== Work to be completed ==
Write the next part of the passage on medications against cocaine-related cerebral ischemia, starting after its final sentence.

== Passage to read ==
┄┄┄┄┄┄┄┄┄┄┄┄┄┄┄┄┄┄┄┄
Most recently, we extended these results to humans using a quantified SPECT approach by demonstrating that isradipine (10 mg given orally) administered 60 min before intravenous cocaine (0.33 mg/kg) prevented both global and regional ischemia in dopamine-rich brain areas (15). This was the first clear demonstration that any medication, including isradipine, could prevent cocaine’s vaso-spastic effects on CBF. One caveat to this study was that there was no condition using isradipine alone. Thus, the relative strength of isradipine’s effectiveness at antagonizing cocaine-induced cerebral ischemia is unknown.

In sum, isradipine appears to be a promising therapeutic medication for the prevention of cocaine-related cerebral ischemia. It is important, however, that we await the results of larger-scale confirmatory neuroimaging studies and the results of clinical testing with the longitudinal evaluation of cerebral perfusion.

Recently, there has been interest in the use of aspirin to reduce cocaine’s thrombogenic effects. This is predicated on the finding that prostaglandin synthesis, which is enhanced by cocaine (Figure 2), can be blocked by aspirin. Aspirin blocks this process by irreversibly inhibiting the action of cyclo-oxygenase in platelets released from bone marrow. These platelets, derived from the bone marrow, constitute about 15% of the body’s total daily circulation (71, 72). Preliminary results indicate that aspirin (325 mg/day for 4 weeks) may improve CBF in chronic cocaine users; however, the results of a more definitive analysis are awaited (73). Aspirin treatment may, however, increase the risk of spontaneous or uncontrolled bleeding from wounds. Thus, implementation of long-term aspirin treatment for cocaine addicts is impractical, because of their propensity for exposure to high-risk situations. Also, acute aspirin administration is unlikely to result in reversal of cerebral ischemia or substantial CBF improvement in individuals with an evolving ischemic episode of recent onset.
┄┄┄┄┄┄┄┄┄┄┄┄┄┄┄┄┄┄┄┄
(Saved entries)
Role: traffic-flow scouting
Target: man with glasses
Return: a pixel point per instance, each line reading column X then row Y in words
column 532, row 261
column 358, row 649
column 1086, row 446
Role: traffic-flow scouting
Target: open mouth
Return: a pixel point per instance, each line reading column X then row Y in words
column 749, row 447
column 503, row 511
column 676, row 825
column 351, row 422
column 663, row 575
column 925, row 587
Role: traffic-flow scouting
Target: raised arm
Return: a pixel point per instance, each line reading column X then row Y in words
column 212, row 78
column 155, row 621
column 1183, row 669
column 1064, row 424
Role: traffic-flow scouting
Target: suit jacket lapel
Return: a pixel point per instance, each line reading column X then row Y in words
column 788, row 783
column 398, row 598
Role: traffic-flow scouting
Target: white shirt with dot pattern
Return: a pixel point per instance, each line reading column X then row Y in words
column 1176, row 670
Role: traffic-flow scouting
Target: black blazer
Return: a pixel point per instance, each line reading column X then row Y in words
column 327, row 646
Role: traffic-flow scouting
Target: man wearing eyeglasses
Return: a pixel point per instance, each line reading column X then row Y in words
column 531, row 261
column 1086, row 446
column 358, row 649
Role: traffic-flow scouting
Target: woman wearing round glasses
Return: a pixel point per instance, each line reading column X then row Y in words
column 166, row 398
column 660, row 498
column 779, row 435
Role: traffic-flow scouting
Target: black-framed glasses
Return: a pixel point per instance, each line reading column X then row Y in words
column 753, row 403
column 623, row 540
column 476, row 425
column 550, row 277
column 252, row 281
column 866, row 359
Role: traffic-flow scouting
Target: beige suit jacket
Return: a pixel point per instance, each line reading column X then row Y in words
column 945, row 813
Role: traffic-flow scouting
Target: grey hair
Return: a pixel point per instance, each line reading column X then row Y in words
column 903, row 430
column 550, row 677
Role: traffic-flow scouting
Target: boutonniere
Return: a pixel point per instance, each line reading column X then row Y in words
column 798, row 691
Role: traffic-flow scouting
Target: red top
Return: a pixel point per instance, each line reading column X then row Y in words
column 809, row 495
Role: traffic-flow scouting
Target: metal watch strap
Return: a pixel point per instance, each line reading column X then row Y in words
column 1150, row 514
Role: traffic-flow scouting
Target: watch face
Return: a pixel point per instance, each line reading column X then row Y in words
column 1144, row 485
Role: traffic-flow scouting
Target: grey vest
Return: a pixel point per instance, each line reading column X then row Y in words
┄┄┄┄┄┄┄┄┄┄┄┄┄┄┄┄┄┄┄┄
== Response ==
There may be potential for using the potassium-sparing diuretic amiloride for the prevention of ischemia caused by blockade of platelet α granule release in cocaine addicts (73, 74). Again, the results of more definitive studies are awaited. Although the 5-HT₂ receptor antagonist ritanserin has demonstrated antiplatelet aggregation properties, its use for this indication in cocaine addicts remains unexplored (75, 76).

One approach that has been suggested to reduce cocaine’s neurotoxic effects is the use of glutamate antagonists, such as phencyclidine and MK-801. Although these medications should, potentially, reduce the effects of excitatory amino acids released during neuronal degeneration at N-methyl-d-aspartate receptors, their other psychopharmacological effects limit their extensive use in humans. For instance, not only are these medications hallucinogenic, but they can also reduce the seizure threshold. Medications with antiglutamate properties and a more benign side effect profile, such as lamotrigine, or those that facilitate γ-aminobutyric acid neurotransmission, such as gabapentin, may have greater ability to prevent or treat cocaine-induced cerebral ischemia.

Evidence for the use of kappa opiate agonists for preventing ischemia because they modulate glutamate expression is conflicting (77; cf. reference 78). Although decreases in cocaine-induced perfusion abnormalities have been reported with the kappa opiate antagonist buprenorphine, that study’s results were limited by the lack of a placebo control group (59). Furthermore, research is needed to elucidate the role of kappa opiate antagonists in treating cocaine-induced cerebral ischemia.